Task to carry out:
Collect each line from the records in which the string "hill" appears, treating uppercase and lowercase letters as distinct.

Records supplied:
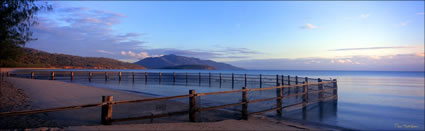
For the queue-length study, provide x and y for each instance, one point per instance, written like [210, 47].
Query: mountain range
[36, 58]
[173, 60]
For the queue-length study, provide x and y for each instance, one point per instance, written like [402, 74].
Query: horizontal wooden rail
[151, 99]
[220, 106]
[279, 80]
[263, 111]
[49, 110]
[150, 116]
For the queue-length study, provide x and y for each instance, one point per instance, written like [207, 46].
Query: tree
[16, 18]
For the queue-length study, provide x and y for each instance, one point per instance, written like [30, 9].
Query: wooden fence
[201, 79]
[107, 101]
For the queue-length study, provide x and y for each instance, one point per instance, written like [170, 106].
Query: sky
[275, 35]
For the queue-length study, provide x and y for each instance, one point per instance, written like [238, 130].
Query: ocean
[367, 100]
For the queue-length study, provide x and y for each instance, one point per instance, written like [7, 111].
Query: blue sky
[357, 35]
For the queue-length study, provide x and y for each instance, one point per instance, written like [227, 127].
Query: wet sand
[47, 94]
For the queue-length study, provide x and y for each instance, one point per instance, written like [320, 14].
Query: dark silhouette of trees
[16, 18]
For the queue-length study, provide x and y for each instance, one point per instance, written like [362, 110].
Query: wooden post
[120, 76]
[72, 76]
[146, 77]
[320, 89]
[220, 79]
[90, 76]
[160, 77]
[289, 80]
[53, 75]
[277, 79]
[107, 110]
[133, 75]
[305, 99]
[186, 78]
[296, 80]
[246, 84]
[244, 106]
[199, 78]
[335, 91]
[233, 80]
[174, 77]
[320, 99]
[106, 76]
[279, 101]
[261, 81]
[209, 78]
[192, 106]
[32, 75]
[282, 81]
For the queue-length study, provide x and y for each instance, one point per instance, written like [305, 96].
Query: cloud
[309, 26]
[396, 62]
[404, 23]
[369, 48]
[105, 52]
[364, 16]
[86, 32]
[81, 30]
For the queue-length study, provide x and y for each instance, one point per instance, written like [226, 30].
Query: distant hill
[36, 58]
[198, 67]
[175, 60]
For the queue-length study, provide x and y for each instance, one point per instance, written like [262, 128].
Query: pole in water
[233, 80]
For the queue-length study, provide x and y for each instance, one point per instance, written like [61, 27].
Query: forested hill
[175, 60]
[36, 58]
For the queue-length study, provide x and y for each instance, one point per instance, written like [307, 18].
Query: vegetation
[172, 60]
[198, 67]
[16, 18]
[36, 58]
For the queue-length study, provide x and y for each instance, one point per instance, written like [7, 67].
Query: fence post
[199, 78]
[245, 81]
[320, 89]
[335, 91]
[32, 75]
[186, 78]
[245, 105]
[282, 81]
[90, 76]
[279, 101]
[160, 77]
[261, 81]
[220, 79]
[106, 76]
[120, 75]
[174, 77]
[233, 80]
[53, 75]
[192, 106]
[106, 115]
[146, 77]
[133, 75]
[277, 79]
[289, 80]
[209, 78]
[296, 80]
[72, 76]
[305, 99]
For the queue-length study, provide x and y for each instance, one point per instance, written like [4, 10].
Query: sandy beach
[41, 94]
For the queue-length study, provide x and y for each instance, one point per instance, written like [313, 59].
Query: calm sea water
[367, 100]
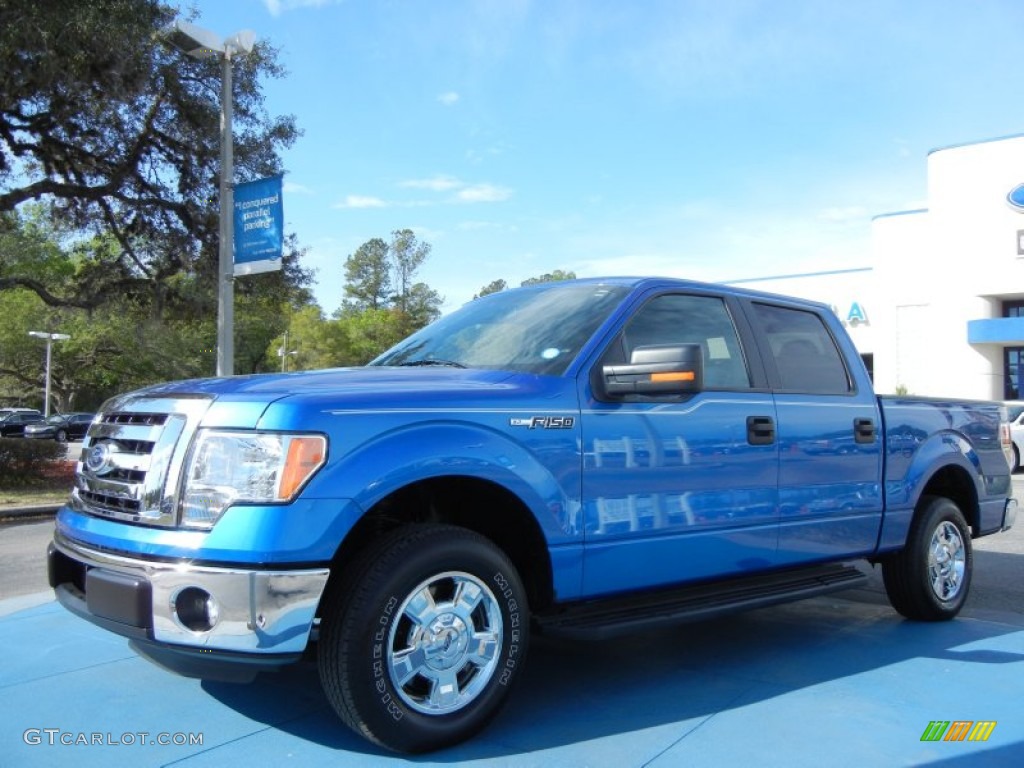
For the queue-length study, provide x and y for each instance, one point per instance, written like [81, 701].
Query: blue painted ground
[826, 682]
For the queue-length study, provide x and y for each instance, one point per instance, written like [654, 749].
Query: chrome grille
[132, 458]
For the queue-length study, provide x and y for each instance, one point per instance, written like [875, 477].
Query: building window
[1013, 364]
[1013, 357]
[1013, 308]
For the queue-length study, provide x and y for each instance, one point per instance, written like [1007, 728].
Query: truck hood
[351, 386]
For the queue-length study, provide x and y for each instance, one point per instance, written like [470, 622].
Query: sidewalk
[829, 681]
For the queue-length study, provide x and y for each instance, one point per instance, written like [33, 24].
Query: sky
[709, 139]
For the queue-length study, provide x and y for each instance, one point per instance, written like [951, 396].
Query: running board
[600, 619]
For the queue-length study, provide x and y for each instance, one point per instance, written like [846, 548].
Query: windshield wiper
[449, 364]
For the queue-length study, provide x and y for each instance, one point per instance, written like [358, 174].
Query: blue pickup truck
[586, 457]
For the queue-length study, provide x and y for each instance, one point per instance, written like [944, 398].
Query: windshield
[538, 330]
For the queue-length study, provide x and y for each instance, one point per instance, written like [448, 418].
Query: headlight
[228, 467]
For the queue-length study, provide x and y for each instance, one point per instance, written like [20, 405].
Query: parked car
[12, 424]
[1015, 415]
[4, 412]
[61, 427]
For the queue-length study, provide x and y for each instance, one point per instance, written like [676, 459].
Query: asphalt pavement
[840, 680]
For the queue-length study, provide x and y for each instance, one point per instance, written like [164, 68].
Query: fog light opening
[197, 609]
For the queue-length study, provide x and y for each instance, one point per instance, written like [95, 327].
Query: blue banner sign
[259, 223]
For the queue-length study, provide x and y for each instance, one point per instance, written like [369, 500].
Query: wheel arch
[479, 505]
[955, 483]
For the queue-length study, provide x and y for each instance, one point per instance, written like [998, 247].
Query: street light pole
[225, 260]
[199, 43]
[50, 338]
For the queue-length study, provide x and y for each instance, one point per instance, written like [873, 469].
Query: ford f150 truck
[583, 457]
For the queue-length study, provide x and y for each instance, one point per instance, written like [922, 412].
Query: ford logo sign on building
[1016, 198]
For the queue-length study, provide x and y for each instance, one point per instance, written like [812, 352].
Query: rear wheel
[421, 642]
[929, 580]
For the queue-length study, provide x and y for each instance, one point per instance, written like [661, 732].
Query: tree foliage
[555, 276]
[120, 133]
[109, 201]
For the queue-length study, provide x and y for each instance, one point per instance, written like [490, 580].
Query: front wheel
[929, 580]
[421, 642]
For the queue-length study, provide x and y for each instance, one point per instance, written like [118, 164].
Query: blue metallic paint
[632, 496]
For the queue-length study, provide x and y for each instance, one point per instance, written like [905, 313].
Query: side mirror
[666, 369]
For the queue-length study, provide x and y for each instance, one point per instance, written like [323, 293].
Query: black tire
[930, 579]
[416, 685]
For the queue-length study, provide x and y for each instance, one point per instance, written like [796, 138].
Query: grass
[54, 487]
[45, 493]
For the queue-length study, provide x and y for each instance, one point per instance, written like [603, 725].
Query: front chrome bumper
[257, 611]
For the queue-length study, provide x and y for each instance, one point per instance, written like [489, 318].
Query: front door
[680, 488]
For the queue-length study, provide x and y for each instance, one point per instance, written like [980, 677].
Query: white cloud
[464, 192]
[292, 188]
[850, 213]
[483, 194]
[360, 201]
[469, 226]
[437, 183]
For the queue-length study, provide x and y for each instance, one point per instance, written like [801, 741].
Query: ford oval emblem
[99, 459]
[1016, 198]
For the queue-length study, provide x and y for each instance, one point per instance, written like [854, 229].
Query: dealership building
[940, 309]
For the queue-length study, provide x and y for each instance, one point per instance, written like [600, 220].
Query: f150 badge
[545, 422]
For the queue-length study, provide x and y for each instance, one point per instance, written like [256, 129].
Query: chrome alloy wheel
[444, 643]
[946, 561]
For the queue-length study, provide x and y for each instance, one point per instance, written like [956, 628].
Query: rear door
[680, 487]
[828, 435]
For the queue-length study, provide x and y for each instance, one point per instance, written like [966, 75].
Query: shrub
[26, 462]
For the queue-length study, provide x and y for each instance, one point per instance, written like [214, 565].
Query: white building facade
[940, 310]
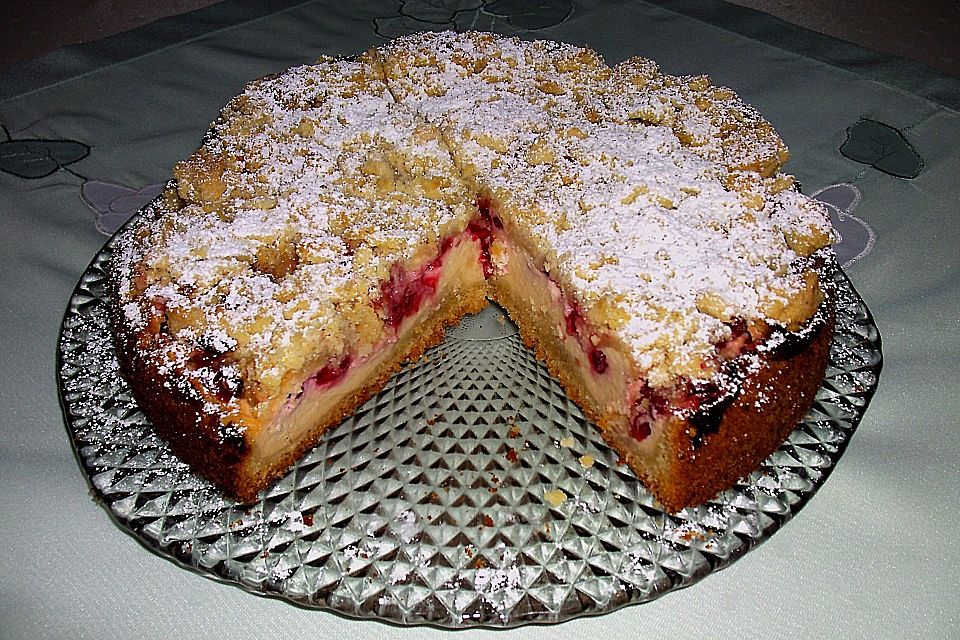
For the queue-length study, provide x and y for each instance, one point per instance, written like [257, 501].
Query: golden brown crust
[693, 467]
[222, 455]
[772, 400]
[260, 276]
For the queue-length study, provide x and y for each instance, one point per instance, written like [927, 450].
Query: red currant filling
[402, 295]
[576, 327]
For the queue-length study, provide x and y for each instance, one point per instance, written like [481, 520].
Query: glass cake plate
[439, 501]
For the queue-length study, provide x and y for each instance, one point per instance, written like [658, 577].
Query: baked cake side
[338, 216]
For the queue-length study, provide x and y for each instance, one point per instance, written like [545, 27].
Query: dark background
[925, 31]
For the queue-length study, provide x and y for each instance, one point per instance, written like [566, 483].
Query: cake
[340, 215]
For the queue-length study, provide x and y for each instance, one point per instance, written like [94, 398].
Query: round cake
[340, 215]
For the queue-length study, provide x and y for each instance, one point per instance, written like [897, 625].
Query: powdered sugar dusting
[632, 189]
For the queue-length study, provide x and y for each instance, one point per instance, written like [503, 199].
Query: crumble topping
[655, 201]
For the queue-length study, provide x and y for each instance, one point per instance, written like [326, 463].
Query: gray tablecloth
[872, 555]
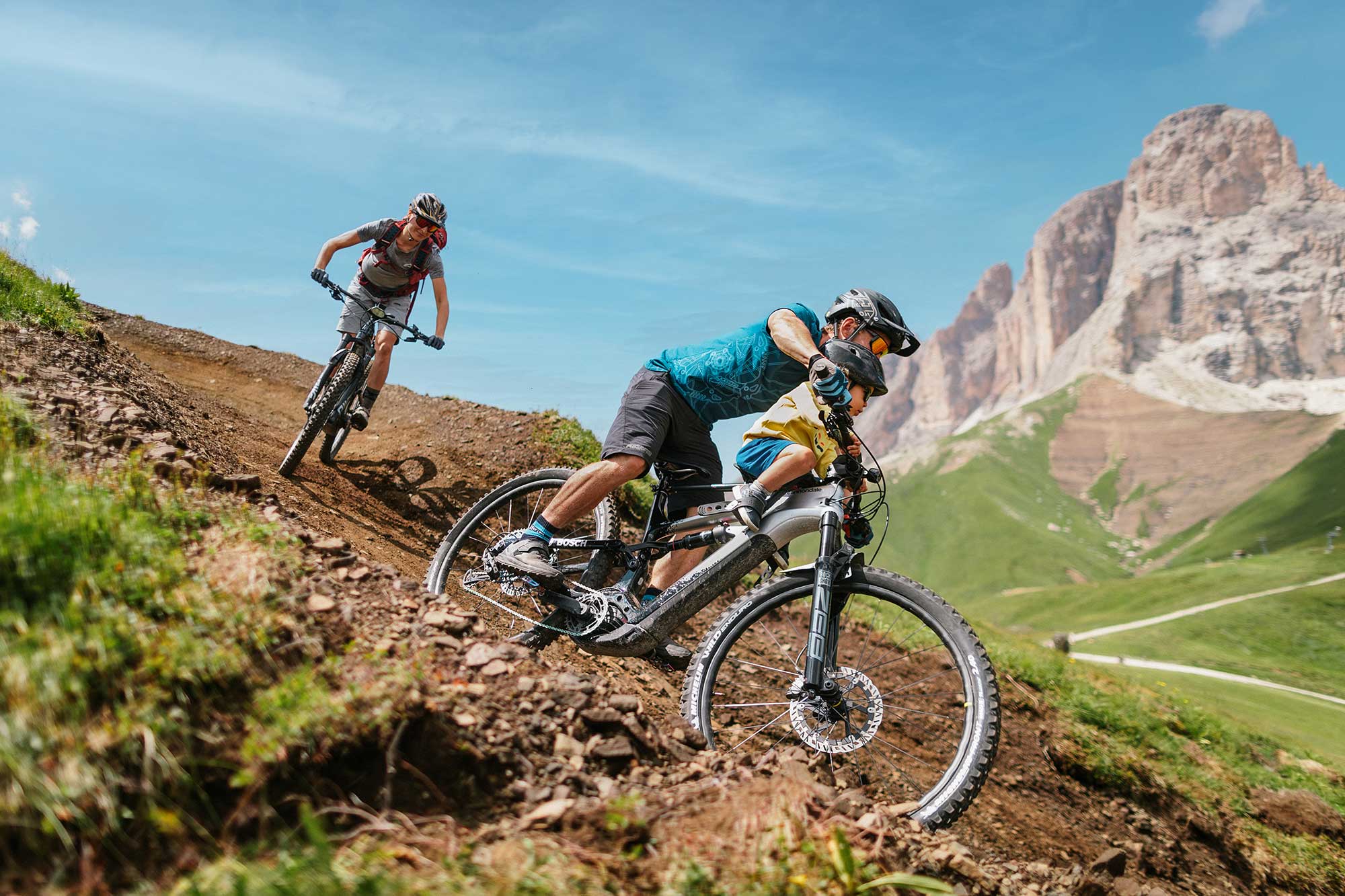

Written response:
Query: distant hill
Query: forested hill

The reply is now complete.